TASK PROMPT :: Copy the lines below verbatim, from the line with "Every instance of the sky" up to and including the line with "Target: shoreline", and nothing else.

SUPPLIED ENTRIES ::
□ □ □ □

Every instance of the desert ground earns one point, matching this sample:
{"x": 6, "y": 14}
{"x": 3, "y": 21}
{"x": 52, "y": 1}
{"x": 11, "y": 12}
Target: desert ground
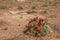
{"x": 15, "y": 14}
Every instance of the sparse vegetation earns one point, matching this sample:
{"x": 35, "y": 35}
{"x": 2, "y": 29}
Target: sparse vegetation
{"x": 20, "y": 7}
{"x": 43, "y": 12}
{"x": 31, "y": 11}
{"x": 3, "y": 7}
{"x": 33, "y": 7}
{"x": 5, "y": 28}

□ □ □ □

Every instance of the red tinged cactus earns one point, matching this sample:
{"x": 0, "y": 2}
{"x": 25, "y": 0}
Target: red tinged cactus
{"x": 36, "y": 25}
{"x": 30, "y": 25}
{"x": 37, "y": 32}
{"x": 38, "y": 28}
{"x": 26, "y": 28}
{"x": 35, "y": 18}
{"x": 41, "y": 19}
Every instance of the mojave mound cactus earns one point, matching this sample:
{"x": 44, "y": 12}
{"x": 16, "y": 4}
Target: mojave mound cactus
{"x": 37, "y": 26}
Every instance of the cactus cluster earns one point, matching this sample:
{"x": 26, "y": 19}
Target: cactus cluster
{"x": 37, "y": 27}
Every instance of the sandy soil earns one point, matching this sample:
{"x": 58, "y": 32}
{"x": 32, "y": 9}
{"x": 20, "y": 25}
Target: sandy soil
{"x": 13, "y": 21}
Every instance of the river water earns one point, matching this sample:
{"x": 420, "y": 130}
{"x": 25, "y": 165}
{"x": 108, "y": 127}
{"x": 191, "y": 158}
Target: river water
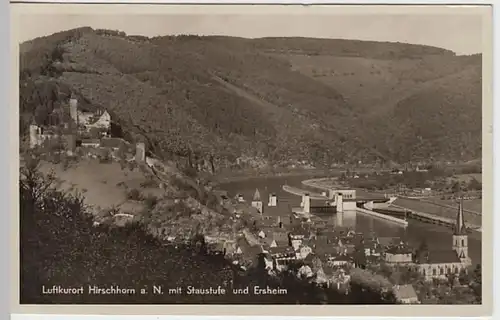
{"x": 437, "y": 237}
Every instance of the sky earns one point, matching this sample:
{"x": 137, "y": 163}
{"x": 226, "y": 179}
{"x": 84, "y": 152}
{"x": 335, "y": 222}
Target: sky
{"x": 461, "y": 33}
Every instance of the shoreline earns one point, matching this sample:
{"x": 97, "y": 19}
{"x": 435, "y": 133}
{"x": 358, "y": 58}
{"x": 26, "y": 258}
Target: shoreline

□ □ □ □

IN RESPONSE ::
Every instance of the sky earns one point, matching this sample:
{"x": 137, "y": 163}
{"x": 226, "y": 179}
{"x": 84, "y": 152}
{"x": 335, "y": 222}
Target: sky
{"x": 461, "y": 33}
Every instance of the shoreline earns one point, matching this sample:
{"x": 97, "y": 19}
{"x": 435, "y": 133}
{"x": 358, "y": 58}
{"x": 26, "y": 258}
Target: shoreline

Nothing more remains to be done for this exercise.